(Pointing data excerpts)
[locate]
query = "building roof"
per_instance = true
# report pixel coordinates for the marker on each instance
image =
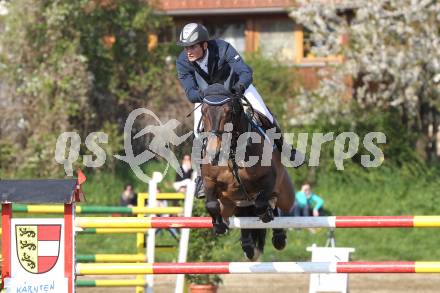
(200, 7)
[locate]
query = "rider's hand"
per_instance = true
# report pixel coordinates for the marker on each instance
(239, 88)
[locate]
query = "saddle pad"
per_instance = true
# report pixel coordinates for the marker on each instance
(216, 100)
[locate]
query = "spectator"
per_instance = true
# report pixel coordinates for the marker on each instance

Problem statement: Convert every line of the material above into a JSON list of strings, one string per line, and skip any blank lines. Leave the pictures out of the list.

Result for this exercise:
[
  "[locate]",
  "query = \"building roof\"",
  "per_instance = true",
  "# report pixel coordinates for the marker on each instance",
  "image =",
  "(200, 7)",
  "[locate]",
  "query = \"rider's hand\"",
  "per_instance = true",
  "# report pixel coordinates for the marker on each instance",
  "(239, 88)",
  "[locate]",
  "query = \"saddle pad\"",
  "per_instance = true",
  "# report pixel coordinates for the marker on each instance",
  "(216, 100)",
  "[locate]",
  "query = \"spectator\"",
  "per_instance = true",
  "# report pixel coordinates for the marker on each instance"
]